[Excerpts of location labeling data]
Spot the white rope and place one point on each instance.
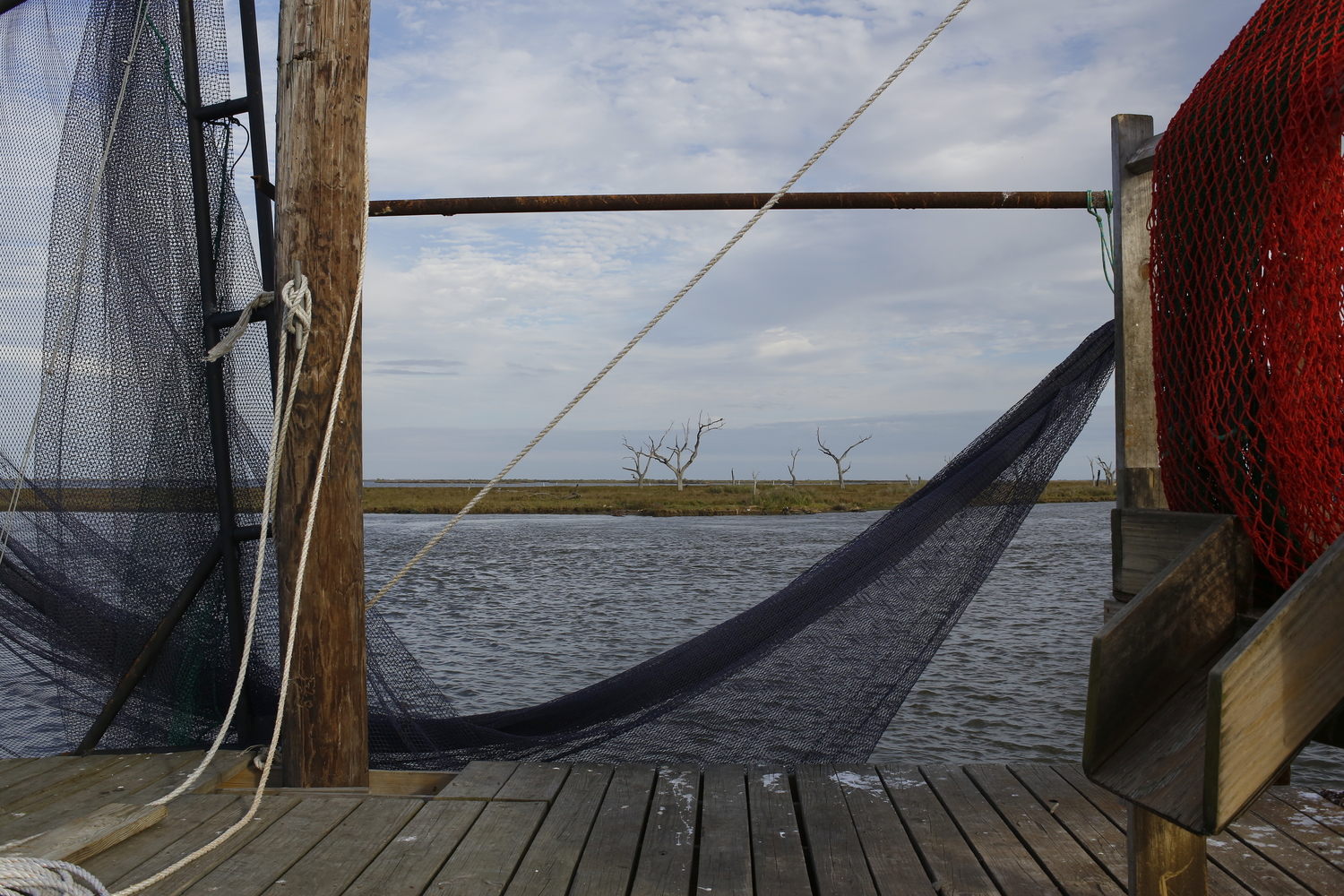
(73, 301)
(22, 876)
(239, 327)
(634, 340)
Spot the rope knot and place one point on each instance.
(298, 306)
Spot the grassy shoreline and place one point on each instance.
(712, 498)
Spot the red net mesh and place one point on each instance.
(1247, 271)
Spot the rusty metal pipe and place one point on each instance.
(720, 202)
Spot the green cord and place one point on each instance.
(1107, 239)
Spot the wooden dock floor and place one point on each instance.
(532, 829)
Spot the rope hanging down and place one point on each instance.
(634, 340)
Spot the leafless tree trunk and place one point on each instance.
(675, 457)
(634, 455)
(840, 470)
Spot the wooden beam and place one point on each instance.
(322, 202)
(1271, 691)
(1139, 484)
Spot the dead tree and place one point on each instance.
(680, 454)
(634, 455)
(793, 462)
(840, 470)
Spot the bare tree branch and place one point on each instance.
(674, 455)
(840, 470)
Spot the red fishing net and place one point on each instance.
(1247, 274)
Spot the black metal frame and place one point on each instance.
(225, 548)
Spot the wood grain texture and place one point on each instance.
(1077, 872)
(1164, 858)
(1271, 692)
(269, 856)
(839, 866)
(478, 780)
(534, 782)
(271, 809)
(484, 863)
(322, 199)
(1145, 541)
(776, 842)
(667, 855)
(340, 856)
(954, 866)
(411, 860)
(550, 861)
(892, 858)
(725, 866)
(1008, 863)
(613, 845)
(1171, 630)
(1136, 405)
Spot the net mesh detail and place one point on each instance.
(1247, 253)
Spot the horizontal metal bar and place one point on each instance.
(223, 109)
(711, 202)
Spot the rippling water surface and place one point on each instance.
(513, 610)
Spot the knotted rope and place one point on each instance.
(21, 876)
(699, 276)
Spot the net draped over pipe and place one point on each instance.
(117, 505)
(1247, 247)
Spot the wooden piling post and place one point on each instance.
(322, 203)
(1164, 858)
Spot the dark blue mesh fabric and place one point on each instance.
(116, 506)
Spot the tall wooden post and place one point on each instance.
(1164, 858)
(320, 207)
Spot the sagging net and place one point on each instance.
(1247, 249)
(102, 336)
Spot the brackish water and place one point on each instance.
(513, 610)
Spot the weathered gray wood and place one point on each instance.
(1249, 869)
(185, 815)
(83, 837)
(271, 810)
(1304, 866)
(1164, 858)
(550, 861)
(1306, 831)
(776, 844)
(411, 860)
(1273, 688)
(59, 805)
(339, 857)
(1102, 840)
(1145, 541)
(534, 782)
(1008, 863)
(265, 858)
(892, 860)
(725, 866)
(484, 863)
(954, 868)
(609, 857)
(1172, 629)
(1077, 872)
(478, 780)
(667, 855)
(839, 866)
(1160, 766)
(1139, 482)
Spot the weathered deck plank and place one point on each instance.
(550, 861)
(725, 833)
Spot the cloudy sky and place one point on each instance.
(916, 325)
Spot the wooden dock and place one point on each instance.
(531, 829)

---

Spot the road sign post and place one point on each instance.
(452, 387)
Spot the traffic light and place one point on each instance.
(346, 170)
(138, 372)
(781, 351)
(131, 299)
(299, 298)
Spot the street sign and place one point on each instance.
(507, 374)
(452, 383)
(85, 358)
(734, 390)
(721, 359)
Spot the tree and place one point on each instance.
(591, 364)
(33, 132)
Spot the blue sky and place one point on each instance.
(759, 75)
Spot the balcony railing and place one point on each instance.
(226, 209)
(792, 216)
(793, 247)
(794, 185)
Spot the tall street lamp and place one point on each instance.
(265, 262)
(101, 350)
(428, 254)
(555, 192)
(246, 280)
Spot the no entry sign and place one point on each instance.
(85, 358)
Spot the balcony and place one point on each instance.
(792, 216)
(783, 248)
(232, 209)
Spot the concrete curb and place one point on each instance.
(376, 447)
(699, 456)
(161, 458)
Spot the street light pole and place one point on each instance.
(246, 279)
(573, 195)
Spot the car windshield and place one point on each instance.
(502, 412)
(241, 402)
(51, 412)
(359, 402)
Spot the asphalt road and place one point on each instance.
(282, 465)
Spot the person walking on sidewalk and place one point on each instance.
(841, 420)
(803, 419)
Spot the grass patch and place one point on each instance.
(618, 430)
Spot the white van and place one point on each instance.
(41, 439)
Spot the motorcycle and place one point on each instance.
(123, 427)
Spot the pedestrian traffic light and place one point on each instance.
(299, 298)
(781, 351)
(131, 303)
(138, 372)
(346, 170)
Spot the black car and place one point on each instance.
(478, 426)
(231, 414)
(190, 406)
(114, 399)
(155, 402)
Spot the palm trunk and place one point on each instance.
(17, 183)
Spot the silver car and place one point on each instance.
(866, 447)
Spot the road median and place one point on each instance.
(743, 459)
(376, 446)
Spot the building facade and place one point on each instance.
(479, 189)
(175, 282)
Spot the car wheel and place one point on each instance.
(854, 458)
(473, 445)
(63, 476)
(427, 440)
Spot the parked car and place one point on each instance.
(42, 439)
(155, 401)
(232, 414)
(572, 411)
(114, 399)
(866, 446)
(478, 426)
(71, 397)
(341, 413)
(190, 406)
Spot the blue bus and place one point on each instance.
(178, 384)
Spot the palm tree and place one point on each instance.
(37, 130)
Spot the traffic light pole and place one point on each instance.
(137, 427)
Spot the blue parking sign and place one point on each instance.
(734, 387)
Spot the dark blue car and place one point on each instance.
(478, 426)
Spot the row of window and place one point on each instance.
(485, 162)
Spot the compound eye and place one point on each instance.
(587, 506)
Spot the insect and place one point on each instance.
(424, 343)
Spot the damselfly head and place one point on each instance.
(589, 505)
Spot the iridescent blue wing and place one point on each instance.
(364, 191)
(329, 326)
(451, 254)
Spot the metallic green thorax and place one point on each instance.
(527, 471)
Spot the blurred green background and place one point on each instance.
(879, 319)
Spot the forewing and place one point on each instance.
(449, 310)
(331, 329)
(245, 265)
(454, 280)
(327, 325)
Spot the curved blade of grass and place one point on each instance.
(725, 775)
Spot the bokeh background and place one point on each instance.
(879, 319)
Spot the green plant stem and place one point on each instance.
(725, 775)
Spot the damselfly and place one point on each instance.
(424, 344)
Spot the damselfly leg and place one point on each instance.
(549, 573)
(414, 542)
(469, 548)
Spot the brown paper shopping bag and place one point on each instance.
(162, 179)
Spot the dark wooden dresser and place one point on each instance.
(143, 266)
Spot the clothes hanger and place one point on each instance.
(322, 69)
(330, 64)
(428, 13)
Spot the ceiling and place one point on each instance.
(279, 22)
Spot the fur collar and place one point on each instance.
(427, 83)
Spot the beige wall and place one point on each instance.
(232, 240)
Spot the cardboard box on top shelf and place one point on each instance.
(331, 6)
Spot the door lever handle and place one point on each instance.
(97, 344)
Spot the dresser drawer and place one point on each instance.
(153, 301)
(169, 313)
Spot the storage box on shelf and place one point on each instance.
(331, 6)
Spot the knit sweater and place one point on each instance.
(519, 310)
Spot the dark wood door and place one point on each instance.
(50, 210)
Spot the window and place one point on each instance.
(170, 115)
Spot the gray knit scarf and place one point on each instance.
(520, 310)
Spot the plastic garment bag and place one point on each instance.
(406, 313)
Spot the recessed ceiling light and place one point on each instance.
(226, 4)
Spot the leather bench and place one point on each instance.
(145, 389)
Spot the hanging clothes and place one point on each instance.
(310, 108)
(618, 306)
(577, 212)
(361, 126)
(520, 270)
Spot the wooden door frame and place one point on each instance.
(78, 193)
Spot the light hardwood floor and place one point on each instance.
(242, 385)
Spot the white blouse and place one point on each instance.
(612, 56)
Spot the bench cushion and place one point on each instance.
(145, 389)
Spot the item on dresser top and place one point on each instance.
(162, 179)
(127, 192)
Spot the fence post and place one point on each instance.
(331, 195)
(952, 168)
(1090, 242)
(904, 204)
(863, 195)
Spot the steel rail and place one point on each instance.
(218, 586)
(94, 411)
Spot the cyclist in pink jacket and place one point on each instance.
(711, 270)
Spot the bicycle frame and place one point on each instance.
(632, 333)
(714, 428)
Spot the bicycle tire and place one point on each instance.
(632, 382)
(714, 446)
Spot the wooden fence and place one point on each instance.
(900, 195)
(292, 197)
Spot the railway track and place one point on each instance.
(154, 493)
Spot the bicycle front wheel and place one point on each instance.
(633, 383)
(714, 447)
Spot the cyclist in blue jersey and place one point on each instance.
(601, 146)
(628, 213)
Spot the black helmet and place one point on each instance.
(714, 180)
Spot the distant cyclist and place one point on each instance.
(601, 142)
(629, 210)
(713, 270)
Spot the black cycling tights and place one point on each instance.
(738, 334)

...

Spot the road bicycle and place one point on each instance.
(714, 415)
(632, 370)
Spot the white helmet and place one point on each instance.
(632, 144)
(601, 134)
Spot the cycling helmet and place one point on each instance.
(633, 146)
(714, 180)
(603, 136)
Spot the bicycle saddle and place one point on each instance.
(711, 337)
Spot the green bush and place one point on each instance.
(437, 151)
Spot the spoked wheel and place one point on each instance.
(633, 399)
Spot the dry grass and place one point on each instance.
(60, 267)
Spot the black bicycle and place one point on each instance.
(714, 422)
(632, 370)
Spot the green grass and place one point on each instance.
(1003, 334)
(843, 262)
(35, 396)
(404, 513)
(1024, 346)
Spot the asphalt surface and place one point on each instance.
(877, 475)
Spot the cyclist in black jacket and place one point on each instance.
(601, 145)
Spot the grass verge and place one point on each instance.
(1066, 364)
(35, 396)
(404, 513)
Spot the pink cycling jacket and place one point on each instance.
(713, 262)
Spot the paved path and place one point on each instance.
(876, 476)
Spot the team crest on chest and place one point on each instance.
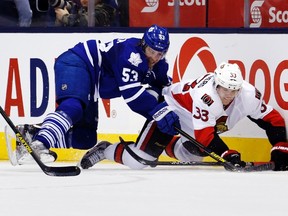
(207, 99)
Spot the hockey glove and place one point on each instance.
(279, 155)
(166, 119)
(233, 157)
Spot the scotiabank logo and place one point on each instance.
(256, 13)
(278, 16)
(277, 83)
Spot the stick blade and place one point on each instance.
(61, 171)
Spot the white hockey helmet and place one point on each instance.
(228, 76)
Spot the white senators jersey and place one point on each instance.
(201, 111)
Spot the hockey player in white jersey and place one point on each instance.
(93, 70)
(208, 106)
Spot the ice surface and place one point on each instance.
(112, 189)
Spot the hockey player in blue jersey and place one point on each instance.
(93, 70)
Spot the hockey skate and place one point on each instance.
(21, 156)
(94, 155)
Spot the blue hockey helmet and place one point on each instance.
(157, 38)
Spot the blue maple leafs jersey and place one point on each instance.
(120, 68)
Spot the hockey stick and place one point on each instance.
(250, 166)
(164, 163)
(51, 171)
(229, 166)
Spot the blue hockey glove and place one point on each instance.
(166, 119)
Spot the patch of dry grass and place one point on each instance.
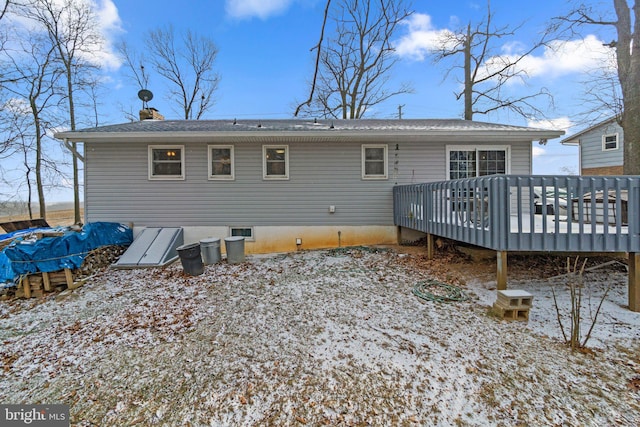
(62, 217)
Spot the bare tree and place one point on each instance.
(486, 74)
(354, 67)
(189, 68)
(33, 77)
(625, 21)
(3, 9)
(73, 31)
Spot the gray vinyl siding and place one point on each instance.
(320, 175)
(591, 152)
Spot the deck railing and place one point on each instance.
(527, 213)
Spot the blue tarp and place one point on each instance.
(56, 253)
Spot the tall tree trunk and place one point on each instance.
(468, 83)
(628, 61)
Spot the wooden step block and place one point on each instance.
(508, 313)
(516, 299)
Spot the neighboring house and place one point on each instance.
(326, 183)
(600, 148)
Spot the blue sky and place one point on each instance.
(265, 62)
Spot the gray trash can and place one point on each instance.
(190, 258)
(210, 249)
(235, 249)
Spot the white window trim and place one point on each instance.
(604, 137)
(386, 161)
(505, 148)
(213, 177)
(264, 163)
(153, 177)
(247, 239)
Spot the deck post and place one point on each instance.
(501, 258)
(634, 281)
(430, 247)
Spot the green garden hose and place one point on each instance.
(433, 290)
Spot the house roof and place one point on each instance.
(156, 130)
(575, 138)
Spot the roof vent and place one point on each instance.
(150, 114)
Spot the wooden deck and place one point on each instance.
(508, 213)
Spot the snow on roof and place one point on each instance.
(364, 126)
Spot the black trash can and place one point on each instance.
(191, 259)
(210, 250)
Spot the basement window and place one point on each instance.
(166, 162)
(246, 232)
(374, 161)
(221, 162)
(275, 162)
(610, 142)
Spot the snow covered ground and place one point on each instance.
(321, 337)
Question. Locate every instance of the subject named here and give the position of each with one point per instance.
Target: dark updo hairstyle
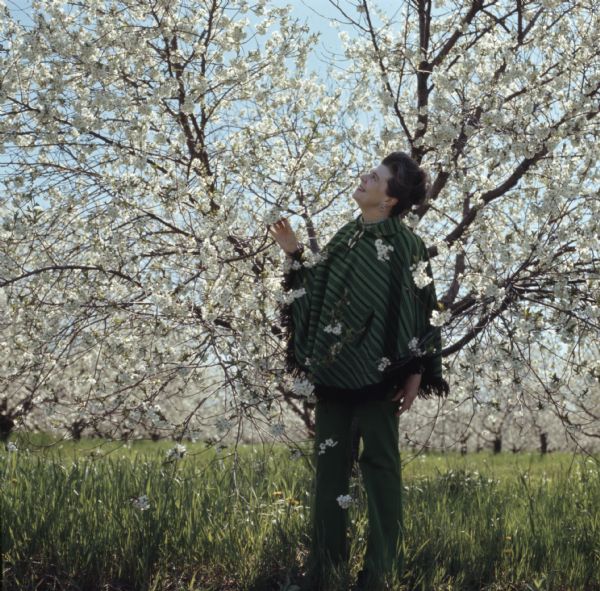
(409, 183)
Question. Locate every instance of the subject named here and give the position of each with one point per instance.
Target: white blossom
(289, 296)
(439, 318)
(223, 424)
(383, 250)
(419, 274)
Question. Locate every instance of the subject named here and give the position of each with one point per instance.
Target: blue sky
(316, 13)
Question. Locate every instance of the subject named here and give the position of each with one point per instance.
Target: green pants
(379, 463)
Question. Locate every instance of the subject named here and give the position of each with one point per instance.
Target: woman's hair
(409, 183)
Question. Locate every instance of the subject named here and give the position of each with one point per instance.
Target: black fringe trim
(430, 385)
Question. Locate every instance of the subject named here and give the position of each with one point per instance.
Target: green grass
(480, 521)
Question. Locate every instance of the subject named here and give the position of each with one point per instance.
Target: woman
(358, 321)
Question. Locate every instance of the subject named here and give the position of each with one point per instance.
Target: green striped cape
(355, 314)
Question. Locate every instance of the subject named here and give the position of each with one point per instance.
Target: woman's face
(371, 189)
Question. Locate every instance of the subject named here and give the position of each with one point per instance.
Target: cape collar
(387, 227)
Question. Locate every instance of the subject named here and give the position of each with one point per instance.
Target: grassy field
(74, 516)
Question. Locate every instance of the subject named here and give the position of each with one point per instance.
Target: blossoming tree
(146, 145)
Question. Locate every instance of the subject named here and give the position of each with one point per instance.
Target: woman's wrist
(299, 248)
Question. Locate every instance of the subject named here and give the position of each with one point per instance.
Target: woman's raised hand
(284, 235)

THE REQUEST: Copy the listing above verbatim, from the line with "Spot the white rope" through the line with "(1247, 271)", both included. Leave the pictures out of your copy.

RESPONSE TO THE TASK:
Spot the white rope and place one point on each instance.
(73, 301)
(22, 876)
(239, 327)
(634, 340)
Spot the rope knot and place one point on each instance.
(298, 306)
Spot the grassy shoreline and place one point on each instance.
(712, 498)
Spot the red net mesh and place one point on each instance.
(1247, 271)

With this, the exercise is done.